What you are asked to do — Without omitting anything, copy every entry word for word.

Stored data entries:

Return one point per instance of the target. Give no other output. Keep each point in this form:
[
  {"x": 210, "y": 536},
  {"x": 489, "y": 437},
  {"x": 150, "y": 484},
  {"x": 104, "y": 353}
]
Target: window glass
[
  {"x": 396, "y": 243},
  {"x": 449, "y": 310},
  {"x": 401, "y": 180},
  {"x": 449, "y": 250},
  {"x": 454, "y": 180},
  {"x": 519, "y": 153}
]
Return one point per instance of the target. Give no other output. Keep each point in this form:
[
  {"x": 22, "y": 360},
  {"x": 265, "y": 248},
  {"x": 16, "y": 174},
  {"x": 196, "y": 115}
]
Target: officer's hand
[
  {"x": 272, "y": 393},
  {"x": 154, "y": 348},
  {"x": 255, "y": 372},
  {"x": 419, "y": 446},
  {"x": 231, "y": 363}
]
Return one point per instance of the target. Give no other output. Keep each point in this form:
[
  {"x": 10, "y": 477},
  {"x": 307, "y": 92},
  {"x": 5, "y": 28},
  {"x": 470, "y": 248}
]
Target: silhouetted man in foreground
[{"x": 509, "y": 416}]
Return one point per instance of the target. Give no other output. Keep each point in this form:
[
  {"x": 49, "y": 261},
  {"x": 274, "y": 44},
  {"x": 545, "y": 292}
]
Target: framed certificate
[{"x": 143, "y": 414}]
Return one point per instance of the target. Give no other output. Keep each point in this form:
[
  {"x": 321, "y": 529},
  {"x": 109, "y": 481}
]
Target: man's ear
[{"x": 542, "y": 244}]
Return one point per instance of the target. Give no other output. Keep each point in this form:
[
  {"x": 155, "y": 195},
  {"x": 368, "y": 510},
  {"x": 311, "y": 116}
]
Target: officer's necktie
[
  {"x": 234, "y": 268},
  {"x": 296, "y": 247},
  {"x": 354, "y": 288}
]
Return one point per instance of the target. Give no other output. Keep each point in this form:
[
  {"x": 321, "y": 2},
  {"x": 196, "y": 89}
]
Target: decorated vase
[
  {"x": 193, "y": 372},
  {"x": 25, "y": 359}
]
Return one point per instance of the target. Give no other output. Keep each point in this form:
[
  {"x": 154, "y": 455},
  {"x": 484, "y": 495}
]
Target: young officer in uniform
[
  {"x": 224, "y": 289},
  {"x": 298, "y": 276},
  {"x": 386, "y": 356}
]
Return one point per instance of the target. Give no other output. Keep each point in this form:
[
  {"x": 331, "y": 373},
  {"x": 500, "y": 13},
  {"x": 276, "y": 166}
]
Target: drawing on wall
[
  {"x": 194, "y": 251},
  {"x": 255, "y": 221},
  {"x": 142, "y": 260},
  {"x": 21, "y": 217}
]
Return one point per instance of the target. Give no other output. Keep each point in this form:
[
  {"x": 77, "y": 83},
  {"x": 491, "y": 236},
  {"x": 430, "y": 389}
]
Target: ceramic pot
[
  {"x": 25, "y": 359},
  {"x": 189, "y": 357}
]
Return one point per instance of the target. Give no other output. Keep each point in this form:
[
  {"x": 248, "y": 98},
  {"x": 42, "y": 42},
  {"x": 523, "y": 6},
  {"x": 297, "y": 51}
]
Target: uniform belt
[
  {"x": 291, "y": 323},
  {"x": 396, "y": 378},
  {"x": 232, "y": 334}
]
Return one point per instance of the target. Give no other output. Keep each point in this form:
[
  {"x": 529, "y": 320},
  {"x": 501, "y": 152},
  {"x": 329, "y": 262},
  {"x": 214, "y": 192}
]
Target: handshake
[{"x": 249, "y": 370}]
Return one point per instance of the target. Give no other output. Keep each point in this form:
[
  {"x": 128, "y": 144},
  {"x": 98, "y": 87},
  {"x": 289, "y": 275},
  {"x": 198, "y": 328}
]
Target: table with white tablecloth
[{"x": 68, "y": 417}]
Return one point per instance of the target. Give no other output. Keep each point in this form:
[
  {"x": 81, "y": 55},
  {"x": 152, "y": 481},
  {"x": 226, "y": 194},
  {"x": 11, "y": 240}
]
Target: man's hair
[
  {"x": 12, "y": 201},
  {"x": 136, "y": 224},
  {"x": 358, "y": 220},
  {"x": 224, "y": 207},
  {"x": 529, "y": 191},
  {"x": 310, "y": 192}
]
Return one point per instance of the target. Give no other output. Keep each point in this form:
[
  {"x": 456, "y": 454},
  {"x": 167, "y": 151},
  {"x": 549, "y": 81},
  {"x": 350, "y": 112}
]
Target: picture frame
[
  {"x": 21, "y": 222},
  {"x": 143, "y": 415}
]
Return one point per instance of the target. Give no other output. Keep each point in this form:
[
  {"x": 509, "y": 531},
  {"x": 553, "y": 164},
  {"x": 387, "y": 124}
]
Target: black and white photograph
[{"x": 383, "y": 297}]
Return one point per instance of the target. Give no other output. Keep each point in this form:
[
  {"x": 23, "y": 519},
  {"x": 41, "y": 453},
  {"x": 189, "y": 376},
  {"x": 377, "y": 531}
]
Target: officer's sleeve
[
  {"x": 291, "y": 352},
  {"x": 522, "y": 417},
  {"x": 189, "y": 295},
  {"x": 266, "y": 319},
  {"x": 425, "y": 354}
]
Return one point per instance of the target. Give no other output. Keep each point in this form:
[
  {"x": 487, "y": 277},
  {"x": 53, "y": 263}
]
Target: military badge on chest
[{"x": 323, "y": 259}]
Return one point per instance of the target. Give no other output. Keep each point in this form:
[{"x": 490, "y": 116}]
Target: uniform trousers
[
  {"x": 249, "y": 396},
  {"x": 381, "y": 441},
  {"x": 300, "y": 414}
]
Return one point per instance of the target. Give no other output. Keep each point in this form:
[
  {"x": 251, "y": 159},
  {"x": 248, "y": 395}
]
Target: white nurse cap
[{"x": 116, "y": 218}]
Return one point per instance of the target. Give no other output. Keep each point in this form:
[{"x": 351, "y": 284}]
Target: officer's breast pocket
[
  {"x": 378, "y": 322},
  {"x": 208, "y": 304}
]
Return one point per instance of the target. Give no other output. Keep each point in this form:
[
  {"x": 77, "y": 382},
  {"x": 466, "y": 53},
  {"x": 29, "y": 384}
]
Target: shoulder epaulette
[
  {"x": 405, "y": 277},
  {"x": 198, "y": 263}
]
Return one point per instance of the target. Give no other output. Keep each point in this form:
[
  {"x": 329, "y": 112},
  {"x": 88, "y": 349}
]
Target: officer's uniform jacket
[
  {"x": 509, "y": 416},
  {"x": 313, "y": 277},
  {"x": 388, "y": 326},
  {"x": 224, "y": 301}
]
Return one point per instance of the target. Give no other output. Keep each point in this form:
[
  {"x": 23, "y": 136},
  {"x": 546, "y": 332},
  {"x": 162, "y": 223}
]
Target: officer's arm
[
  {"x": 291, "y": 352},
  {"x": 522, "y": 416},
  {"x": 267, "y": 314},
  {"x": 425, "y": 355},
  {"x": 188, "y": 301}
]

Response to this exercise —
Return one point per instance of the target. Give no other output. Keep each point in this form:
[
  {"x": 210, "y": 536},
  {"x": 489, "y": 437},
  {"x": 150, "y": 484},
  {"x": 104, "y": 353}
]
Target: window glass
[
  {"x": 396, "y": 243},
  {"x": 449, "y": 310},
  {"x": 401, "y": 180},
  {"x": 449, "y": 250},
  {"x": 454, "y": 180},
  {"x": 519, "y": 153}
]
Return one point per instance of the target. Give no other output. Keep each point in this form:
[
  {"x": 22, "y": 360},
  {"x": 265, "y": 248},
  {"x": 16, "y": 174},
  {"x": 196, "y": 115}
]
Target: officer's hand
[
  {"x": 272, "y": 393},
  {"x": 154, "y": 348},
  {"x": 255, "y": 372},
  {"x": 419, "y": 446},
  {"x": 231, "y": 363}
]
Return one point per instance of the target. Give no other output. Keep each point in this form:
[
  {"x": 10, "y": 477},
  {"x": 307, "y": 92},
  {"x": 5, "y": 28},
  {"x": 470, "y": 248}
]
Target: silhouetted man in foreground
[{"x": 509, "y": 416}]
Return one point per instance of the target. Give no other output. Keep each point in this form:
[
  {"x": 49, "y": 261},
  {"x": 274, "y": 44},
  {"x": 545, "y": 292}
]
Target: framed certificate
[{"x": 143, "y": 414}]
Return one point per instance of the target. Give no other output. Keep each point in this form:
[
  {"x": 321, "y": 529},
  {"x": 109, "y": 481}
]
Target: man's ear
[{"x": 542, "y": 244}]
Return one point per instance of the target. Give no other output. Keep each point in this form:
[
  {"x": 155, "y": 195},
  {"x": 368, "y": 510},
  {"x": 311, "y": 116}
]
Target: officer's necktie
[
  {"x": 234, "y": 268},
  {"x": 296, "y": 247},
  {"x": 354, "y": 288}
]
Return one point per instance of the target. Give no other output. Keep each point in this form:
[
  {"x": 321, "y": 2},
  {"x": 196, "y": 89}
]
Target: decorated vase
[
  {"x": 193, "y": 372},
  {"x": 25, "y": 359}
]
Return one point per instance of the target. Give no other output. Keep each point in this form:
[
  {"x": 154, "y": 455},
  {"x": 484, "y": 495}
]
Target: young officer in uniform
[
  {"x": 224, "y": 289},
  {"x": 298, "y": 276},
  {"x": 386, "y": 356}
]
Return one point per instance of the target. Give no other output. Keep each point in this form:
[
  {"x": 331, "y": 373},
  {"x": 500, "y": 13},
  {"x": 276, "y": 166}
]
Target: drawing on wall
[
  {"x": 194, "y": 251},
  {"x": 255, "y": 221},
  {"x": 142, "y": 260},
  {"x": 21, "y": 217}
]
Return one point per instance of the target. Give no other output. Keep each point in this form:
[
  {"x": 77, "y": 83},
  {"x": 491, "y": 236},
  {"x": 430, "y": 389}
]
Target: ceramic pot
[
  {"x": 25, "y": 359},
  {"x": 189, "y": 357}
]
Return one point per instance of the target. Give no other output. Keep each point in this form:
[
  {"x": 248, "y": 98},
  {"x": 42, "y": 42},
  {"x": 523, "y": 6},
  {"x": 297, "y": 51}
]
Target: uniform belt
[
  {"x": 291, "y": 323},
  {"x": 396, "y": 378},
  {"x": 232, "y": 334}
]
Return one point per instance of the target. Give no other output. Keep each point in this form:
[
  {"x": 529, "y": 320},
  {"x": 501, "y": 152},
  {"x": 329, "y": 262},
  {"x": 214, "y": 192}
]
Target: handshake
[{"x": 249, "y": 370}]
Return one point per instance of the target. Give no other output. Keep each point in this form:
[
  {"x": 128, "y": 144},
  {"x": 98, "y": 87},
  {"x": 289, "y": 275},
  {"x": 198, "y": 328}
]
Target: table with white tablecloth
[{"x": 68, "y": 417}]
Return one point per instance of the target. Give no other output. Keep each point in this form:
[
  {"x": 81, "y": 55},
  {"x": 152, "y": 481},
  {"x": 226, "y": 194},
  {"x": 11, "y": 240}
]
Target: man's hair
[
  {"x": 12, "y": 201},
  {"x": 136, "y": 224},
  {"x": 358, "y": 220},
  {"x": 224, "y": 207},
  {"x": 529, "y": 191},
  {"x": 310, "y": 192}
]
Return one point per instance of the target. Give no other output. Keep each point in this form:
[
  {"x": 456, "y": 454},
  {"x": 167, "y": 151},
  {"x": 549, "y": 81},
  {"x": 350, "y": 112}
]
Target: picture frame
[
  {"x": 21, "y": 222},
  {"x": 143, "y": 415}
]
Return one point per instance of the target. Give no other output. Keep each point in this form:
[
  {"x": 509, "y": 531},
  {"x": 553, "y": 164},
  {"x": 387, "y": 124}
]
Target: black and white photograph
[{"x": 383, "y": 297}]
Return one point per instance of the target. Give no other output. Keep each point in this form:
[
  {"x": 23, "y": 519},
  {"x": 41, "y": 453},
  {"x": 189, "y": 376},
  {"x": 377, "y": 531}
]
Target: officer's sleeve
[
  {"x": 291, "y": 352},
  {"x": 522, "y": 417},
  {"x": 189, "y": 295},
  {"x": 266, "y": 319},
  {"x": 425, "y": 354}
]
Return one point per instance of the target. Give no other output. Keep each point in this form:
[
  {"x": 487, "y": 277},
  {"x": 53, "y": 263}
]
Target: military badge on chest
[{"x": 323, "y": 259}]
Return one point per instance of the target. Give no other output. Keep each point in this form:
[{"x": 490, "y": 116}]
Target: uniform trousers
[
  {"x": 249, "y": 396},
  {"x": 381, "y": 441},
  {"x": 300, "y": 414}
]
Return one point per instance of the target. Give no other output. Keep each point in this form:
[
  {"x": 251, "y": 159},
  {"x": 248, "y": 395}
]
Target: white nurse cap
[{"x": 116, "y": 218}]
Return one point per instance of the target. Give no other output. Keep each point in this form:
[{"x": 351, "y": 284}]
Target: officer's breast pocket
[
  {"x": 378, "y": 322},
  {"x": 208, "y": 304}
]
Return one point per instance of the target. Give no other output. Keep each point in this form:
[
  {"x": 77, "y": 382},
  {"x": 466, "y": 53},
  {"x": 29, "y": 384}
]
Target: shoulder epaulette
[
  {"x": 405, "y": 277},
  {"x": 198, "y": 263}
]
Return one point per instance of the target. Give no other output. Keep each point in this form:
[
  {"x": 329, "y": 112},
  {"x": 88, "y": 349}
]
Target: officer's uniform jacket
[
  {"x": 509, "y": 416},
  {"x": 313, "y": 277},
  {"x": 388, "y": 326},
  {"x": 224, "y": 301}
]
Return one point per instance of the target. Give no other output. Keep each point in this form:
[
  {"x": 23, "y": 136},
  {"x": 546, "y": 332},
  {"x": 162, "y": 223}
]
Target: officer's arm
[
  {"x": 291, "y": 352},
  {"x": 522, "y": 416},
  {"x": 267, "y": 314},
  {"x": 425, "y": 355},
  {"x": 188, "y": 301}
]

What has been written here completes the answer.